Passage provided =>
========================
Percentage distribution of positively diagnosed cases of influenza and influenza-like illness combined in children during the 2014/2015 epidemic season in Poland

Table 1 Confirmations of influenza and influenza-like viruses among children in the epidemic 2014/2015 season in Poland

Attention should be paid to the coinfection with respiratory viruses. There were six possible coinfection combinations reported in Poland, with four of them related to children up to 14 years of age (Table 2).

Table 2 Coinfections of respiratory viruses among children in the 2014/2015 epidemic season in Poland

4 Discussion

Overall, there were more reported cases of influenza and influenza-like illness in children aged 0–14 years in the 2014/2015 epidemic season in Poland than in the preceding 2013/2014 season; a total 1,580,420 with incidence of 27,333 per 100,000 vs. 1,193,511 with incidence of 20,641 per 100,000 children, respectively.
========================
Records contained in a dataset:
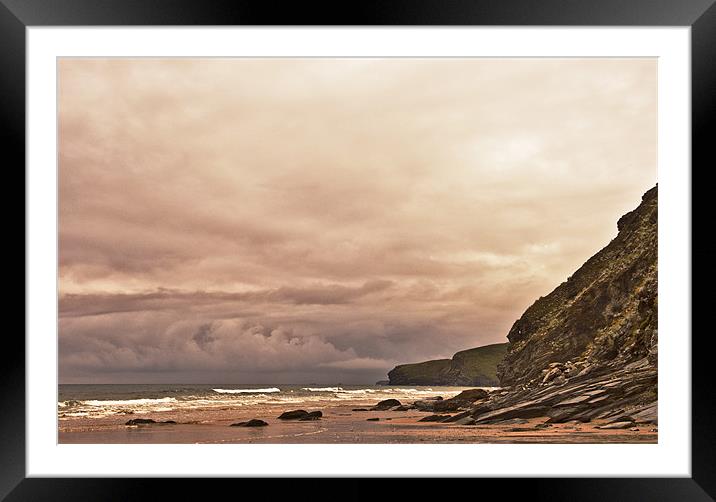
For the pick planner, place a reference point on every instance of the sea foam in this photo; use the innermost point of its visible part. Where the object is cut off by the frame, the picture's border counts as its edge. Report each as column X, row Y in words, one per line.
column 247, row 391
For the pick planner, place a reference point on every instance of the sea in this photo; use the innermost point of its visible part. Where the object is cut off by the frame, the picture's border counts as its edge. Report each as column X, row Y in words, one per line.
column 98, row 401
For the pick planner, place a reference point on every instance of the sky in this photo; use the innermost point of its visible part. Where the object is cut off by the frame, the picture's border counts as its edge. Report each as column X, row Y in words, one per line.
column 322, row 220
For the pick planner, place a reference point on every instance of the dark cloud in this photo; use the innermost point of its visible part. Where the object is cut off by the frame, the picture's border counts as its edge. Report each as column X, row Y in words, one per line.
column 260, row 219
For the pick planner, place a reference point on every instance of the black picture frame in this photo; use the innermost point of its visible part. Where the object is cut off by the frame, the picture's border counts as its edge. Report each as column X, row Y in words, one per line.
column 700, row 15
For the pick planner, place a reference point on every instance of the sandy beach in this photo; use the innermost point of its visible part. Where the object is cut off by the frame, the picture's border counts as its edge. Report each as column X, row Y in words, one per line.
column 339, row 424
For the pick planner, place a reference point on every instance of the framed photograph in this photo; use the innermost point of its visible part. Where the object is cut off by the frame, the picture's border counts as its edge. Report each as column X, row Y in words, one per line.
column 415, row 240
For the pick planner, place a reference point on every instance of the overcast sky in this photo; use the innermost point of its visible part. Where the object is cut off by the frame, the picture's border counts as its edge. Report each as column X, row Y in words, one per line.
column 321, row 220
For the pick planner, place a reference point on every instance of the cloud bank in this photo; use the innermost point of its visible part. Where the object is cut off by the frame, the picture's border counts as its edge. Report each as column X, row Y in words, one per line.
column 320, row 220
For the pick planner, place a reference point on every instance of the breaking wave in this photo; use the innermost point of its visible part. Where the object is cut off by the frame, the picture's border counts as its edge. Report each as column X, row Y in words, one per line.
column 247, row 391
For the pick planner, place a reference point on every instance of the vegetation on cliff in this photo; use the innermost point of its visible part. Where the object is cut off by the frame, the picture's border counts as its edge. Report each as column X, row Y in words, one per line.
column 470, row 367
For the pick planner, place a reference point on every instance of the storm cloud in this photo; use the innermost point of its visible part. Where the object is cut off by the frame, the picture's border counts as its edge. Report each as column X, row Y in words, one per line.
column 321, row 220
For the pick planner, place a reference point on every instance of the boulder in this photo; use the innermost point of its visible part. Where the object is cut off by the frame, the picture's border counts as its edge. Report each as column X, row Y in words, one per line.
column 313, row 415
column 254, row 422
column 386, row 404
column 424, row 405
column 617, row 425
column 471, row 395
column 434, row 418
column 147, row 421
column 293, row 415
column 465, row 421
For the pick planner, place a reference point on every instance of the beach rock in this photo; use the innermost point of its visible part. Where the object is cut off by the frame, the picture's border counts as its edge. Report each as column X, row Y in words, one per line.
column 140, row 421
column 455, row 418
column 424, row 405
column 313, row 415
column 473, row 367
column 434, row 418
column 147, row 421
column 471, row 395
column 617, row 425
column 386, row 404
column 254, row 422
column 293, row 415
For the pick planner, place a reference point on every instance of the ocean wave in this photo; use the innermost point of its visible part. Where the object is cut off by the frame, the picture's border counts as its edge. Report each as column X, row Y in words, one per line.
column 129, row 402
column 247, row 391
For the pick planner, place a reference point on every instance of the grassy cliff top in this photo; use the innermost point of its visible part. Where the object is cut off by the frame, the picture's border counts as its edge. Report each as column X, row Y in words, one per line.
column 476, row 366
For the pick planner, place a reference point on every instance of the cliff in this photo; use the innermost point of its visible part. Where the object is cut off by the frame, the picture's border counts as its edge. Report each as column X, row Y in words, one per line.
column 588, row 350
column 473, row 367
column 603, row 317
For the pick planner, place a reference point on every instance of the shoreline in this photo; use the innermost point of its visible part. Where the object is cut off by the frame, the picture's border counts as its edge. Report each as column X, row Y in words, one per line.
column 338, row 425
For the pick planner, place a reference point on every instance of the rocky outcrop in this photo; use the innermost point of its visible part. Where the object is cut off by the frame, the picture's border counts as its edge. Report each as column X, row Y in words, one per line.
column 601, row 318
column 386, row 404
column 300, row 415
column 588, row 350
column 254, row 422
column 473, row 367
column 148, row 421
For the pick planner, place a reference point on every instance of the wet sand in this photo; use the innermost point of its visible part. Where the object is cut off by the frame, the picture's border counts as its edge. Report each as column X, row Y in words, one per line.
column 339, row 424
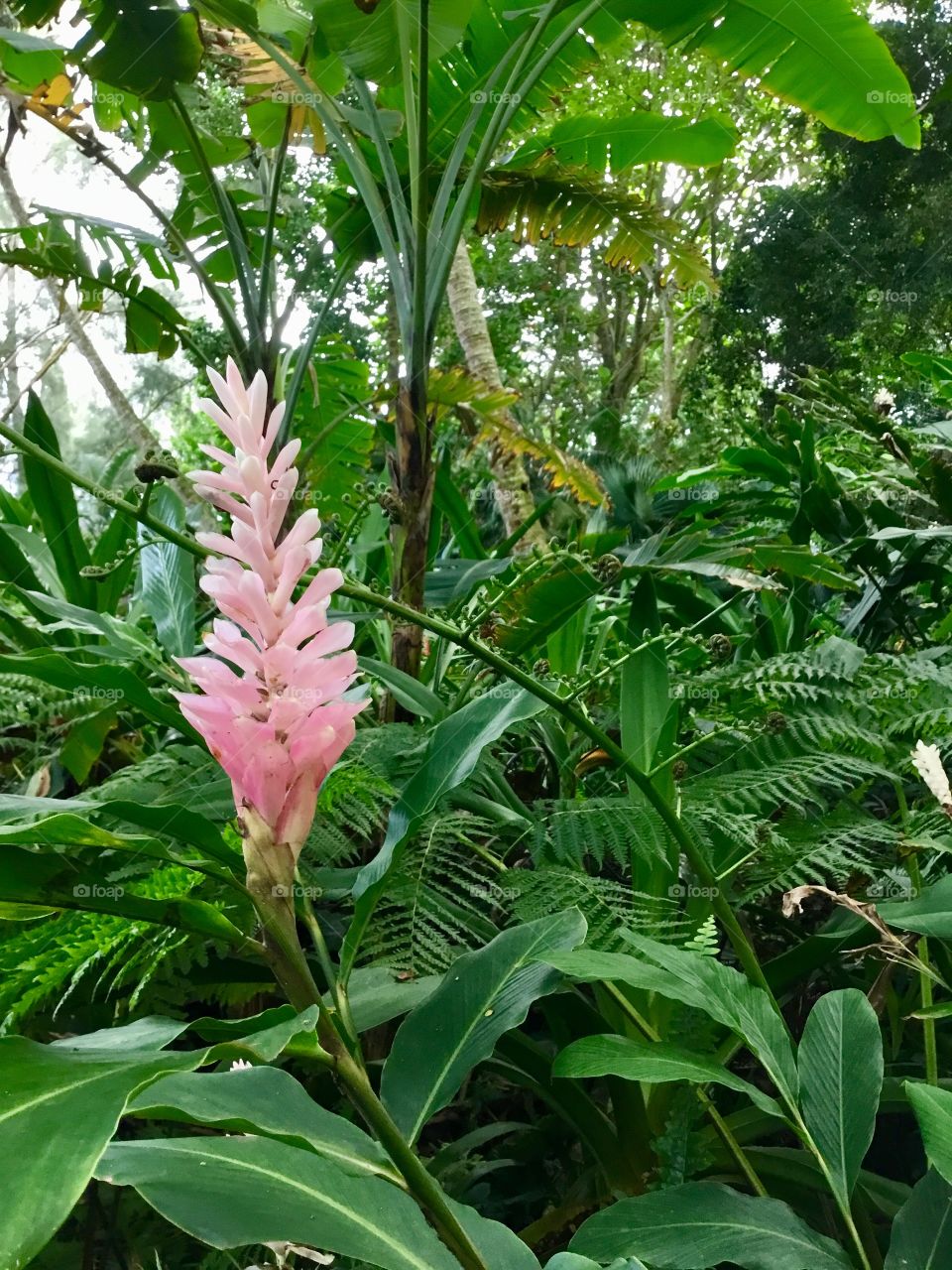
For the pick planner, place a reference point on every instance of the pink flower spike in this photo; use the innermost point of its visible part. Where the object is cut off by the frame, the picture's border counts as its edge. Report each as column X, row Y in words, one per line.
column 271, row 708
========================
Work instructions =>
Continue the passage on influenza among children in Poland during the 2014/2015 season from where it stops, ignoring the records.

Written answer =>
The findings of this study demonstrate that the most frequent incidences of influenza and influenza-like illness concerned children aged 0–4 years in the 2014/2015 epidemic season. The predominant type of influenza virus in this season was A/H1N1/pdm09 virus – 28.2 %, while in the preceding season it was A/H3N2/ virus – 38.3 %. Among influenza-like viruses, in both seasons, the predominant virus was the RSV: this influenza season – 96.2 % and the preceding season – 87.8 %. Of note is a sharp increase in the prevalence of influenza type B virus as a casual factor of infection, which accounted for 36.7 % of positively identified cases in the presently investigated samples of the 2014/2015 season compared with the meager 1.2 % in the preceding 2013/2014 season. Interestingly, the number of confirmations of influenza type B virus increased with increasing age of children, the largest proportion of type B virus was noted in the group of 10–14 years of age (Fig. 4).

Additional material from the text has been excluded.